◆ **Dettagli esercizio**
Trascrivi fedelmente il brano sui giganti di Monti Prama da "A prescindere dagli" fino a "della proposta promozionale." compreso.

◆ **Estratto della fonte**
┏━━

Zigantes
7 Agosto 2010Marcello Madau
I giganti di Monti Prama in Cina, oppure a Reggio Calabria, a sfregio per il no allo spostamento dei Bronzi di Riace. Da sostituire, essendo in restauro, con due guerrieri, come fossero due giocatori in panchina. Anzi, no, tutti in un lungo tour fuori dall’isola. Comunque, in giro per promuovere (assieme a musica ed enogastronomia, sperando di evitare l’effetto sagra) l’immagine della Sardegna.
A prescindere dagli aspetti politici e, soprattutto, da quelli culturali che poi vedremo, devo dire subito che le idee di Mario Resca, supermanager per la valorizzazione dei beni culturali, mi hanno colpito – e anche stupito, visto il prestigio manageriale, per quanto acquisito in settori un po’ diversi (gli hamburger) – per l’incertezza e la discutibilità della proposta promozionale.

┗━━

◆ **Estratti dei record**
┏━━

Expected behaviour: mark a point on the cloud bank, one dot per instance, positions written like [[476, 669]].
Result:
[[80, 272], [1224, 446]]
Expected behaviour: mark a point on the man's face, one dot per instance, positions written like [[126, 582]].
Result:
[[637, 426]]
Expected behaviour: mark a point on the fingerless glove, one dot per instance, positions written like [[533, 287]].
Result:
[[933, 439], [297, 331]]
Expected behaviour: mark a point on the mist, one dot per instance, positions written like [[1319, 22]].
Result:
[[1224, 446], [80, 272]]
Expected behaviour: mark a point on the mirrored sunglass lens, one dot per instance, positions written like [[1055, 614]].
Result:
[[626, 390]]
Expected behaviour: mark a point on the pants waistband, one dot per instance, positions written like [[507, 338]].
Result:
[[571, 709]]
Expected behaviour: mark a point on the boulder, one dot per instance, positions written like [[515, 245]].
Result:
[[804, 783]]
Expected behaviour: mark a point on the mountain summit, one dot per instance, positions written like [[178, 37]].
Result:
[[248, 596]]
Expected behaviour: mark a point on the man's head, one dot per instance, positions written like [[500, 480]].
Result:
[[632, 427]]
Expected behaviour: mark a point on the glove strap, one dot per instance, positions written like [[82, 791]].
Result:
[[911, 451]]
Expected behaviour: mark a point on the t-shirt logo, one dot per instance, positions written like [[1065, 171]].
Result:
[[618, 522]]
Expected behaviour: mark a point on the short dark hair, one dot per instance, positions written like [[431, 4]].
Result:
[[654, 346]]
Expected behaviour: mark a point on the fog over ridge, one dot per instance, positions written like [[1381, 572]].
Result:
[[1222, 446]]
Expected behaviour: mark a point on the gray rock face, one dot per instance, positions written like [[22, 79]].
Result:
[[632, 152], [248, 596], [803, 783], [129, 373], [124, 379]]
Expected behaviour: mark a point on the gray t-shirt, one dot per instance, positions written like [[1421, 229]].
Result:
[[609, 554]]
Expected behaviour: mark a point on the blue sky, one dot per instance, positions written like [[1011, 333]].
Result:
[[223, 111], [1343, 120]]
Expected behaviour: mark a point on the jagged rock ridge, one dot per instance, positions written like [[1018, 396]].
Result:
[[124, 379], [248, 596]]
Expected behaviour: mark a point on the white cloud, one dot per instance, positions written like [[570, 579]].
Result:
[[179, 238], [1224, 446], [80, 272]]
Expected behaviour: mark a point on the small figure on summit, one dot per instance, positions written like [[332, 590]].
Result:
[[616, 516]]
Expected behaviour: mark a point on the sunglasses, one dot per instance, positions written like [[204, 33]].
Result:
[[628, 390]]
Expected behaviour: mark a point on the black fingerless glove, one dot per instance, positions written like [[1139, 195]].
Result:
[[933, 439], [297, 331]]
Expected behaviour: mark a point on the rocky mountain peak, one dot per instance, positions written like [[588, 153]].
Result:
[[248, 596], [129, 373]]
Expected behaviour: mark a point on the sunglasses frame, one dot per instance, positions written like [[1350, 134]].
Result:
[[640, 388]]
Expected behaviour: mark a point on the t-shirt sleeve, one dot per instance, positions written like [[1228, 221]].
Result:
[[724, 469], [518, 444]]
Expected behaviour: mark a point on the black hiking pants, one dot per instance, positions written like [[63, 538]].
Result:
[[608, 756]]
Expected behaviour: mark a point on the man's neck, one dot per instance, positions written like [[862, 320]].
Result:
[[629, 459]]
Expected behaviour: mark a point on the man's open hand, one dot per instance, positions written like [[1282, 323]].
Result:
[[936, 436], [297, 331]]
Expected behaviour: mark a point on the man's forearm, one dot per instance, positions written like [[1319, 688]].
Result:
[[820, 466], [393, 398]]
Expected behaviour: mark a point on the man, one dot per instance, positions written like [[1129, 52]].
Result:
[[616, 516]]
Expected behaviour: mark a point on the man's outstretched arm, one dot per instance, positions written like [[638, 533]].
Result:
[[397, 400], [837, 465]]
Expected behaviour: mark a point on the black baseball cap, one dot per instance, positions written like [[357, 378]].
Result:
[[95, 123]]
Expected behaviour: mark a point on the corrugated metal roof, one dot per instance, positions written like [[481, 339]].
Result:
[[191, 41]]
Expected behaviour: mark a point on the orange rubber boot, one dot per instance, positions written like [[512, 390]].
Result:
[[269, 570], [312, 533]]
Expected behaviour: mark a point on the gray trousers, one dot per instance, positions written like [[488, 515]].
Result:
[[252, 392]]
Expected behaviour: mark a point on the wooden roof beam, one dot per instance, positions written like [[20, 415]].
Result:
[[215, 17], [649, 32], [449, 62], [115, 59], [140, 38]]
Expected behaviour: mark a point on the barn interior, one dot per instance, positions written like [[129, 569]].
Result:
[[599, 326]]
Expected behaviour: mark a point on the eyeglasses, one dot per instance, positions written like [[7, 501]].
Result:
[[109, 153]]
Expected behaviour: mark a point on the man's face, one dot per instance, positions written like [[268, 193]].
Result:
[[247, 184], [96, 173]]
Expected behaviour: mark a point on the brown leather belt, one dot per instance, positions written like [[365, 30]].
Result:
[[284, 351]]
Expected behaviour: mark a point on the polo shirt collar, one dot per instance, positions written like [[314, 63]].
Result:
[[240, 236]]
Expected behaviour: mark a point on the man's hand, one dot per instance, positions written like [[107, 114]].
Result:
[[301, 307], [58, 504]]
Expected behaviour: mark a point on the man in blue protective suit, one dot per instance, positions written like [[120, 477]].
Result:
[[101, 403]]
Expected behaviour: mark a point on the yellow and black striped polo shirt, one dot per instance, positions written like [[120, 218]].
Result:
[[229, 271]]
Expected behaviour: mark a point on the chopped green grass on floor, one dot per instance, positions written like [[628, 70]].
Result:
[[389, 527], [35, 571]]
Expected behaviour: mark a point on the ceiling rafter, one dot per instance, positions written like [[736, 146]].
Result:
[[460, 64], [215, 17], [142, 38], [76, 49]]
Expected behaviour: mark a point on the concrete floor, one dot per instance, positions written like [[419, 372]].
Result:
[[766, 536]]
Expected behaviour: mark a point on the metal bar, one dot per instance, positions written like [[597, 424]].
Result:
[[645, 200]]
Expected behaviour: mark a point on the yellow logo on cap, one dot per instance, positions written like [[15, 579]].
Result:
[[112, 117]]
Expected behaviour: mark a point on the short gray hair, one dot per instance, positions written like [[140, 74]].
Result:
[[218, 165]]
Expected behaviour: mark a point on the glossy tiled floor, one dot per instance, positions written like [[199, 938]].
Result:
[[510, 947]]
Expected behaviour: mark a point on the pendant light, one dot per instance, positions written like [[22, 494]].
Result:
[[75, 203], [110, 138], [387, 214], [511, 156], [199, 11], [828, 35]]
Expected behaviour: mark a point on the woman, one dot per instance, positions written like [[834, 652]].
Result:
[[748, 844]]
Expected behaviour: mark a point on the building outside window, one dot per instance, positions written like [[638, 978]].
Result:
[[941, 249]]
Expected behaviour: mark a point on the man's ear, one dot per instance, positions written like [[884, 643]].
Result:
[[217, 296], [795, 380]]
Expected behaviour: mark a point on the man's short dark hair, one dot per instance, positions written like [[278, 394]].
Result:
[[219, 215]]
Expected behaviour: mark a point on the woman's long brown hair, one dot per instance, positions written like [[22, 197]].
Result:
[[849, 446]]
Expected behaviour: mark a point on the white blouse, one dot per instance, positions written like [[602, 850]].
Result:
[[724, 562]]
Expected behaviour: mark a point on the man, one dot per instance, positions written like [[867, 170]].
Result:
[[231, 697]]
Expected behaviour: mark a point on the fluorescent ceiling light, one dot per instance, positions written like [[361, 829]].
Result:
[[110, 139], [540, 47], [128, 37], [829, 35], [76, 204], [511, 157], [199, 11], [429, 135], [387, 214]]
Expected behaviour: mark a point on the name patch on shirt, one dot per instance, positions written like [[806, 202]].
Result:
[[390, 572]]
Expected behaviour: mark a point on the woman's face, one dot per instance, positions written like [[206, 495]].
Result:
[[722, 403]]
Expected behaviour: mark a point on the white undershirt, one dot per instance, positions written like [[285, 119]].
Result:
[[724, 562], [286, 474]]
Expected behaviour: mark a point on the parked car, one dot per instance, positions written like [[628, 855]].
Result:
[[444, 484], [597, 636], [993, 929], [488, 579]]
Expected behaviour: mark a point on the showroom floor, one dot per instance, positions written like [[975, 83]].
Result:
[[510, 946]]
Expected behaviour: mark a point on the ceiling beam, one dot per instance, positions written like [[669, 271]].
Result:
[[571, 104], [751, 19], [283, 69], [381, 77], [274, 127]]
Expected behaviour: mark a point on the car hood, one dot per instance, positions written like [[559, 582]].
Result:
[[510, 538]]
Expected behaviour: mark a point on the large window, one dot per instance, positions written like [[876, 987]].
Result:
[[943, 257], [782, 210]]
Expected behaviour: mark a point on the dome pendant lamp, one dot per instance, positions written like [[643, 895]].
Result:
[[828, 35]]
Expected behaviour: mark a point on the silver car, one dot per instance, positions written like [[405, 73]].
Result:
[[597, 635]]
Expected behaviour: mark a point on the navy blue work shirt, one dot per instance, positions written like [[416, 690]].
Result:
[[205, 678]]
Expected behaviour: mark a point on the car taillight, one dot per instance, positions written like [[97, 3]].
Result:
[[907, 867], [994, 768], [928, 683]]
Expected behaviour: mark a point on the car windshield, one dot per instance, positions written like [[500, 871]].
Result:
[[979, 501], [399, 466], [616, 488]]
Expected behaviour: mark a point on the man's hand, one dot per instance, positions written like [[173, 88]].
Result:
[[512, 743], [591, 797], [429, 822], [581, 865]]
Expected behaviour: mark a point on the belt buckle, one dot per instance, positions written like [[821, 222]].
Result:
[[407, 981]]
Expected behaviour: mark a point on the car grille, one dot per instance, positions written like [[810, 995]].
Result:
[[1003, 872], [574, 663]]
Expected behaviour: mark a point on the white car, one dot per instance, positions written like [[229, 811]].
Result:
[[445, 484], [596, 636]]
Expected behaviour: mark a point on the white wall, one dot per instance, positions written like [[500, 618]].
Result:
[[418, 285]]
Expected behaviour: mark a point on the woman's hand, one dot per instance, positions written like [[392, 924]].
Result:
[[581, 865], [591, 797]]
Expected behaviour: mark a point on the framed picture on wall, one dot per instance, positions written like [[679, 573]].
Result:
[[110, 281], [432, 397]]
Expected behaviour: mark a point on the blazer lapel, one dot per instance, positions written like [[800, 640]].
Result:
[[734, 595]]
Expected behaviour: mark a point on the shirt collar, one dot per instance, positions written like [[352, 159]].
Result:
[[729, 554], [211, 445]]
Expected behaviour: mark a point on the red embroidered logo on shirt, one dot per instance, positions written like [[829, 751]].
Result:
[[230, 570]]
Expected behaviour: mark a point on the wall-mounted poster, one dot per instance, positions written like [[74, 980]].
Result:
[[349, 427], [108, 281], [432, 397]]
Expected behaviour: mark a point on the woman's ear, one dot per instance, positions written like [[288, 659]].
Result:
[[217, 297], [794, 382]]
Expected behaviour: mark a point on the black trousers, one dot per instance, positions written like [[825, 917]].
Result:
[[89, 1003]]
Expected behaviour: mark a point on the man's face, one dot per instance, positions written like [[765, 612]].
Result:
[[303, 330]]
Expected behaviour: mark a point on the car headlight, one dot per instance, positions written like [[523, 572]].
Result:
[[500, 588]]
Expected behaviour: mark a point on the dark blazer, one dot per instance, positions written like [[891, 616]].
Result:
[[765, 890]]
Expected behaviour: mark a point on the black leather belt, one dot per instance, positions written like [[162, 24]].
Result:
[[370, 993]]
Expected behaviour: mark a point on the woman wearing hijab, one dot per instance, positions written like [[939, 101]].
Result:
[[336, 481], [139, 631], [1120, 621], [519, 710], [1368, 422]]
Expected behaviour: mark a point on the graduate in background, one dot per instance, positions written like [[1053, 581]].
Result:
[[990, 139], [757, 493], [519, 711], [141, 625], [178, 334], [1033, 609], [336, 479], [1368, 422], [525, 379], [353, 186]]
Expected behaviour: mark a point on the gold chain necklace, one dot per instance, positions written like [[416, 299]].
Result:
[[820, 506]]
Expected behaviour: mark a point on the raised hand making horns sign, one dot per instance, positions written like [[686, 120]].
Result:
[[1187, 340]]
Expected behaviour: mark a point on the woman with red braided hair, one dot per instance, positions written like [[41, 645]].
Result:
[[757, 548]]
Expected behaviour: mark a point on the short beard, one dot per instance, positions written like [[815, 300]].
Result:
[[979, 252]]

┗━━

◆ **Esercizio svolto**
A prescindere dagli aspetti politici e, soprattutto, da quelli culturali che poi vedremo, devo dire subito che le idee di Mario Resca, supermanager per la valorizzazione dei beni culturali, mi hanno colpito – e anche stupito, visto il prestigio manageriale, per quanto acquisito in settori un po’ diversi (gli hamburger) – per l’incertezza e la discutibilità della proposta promozionale.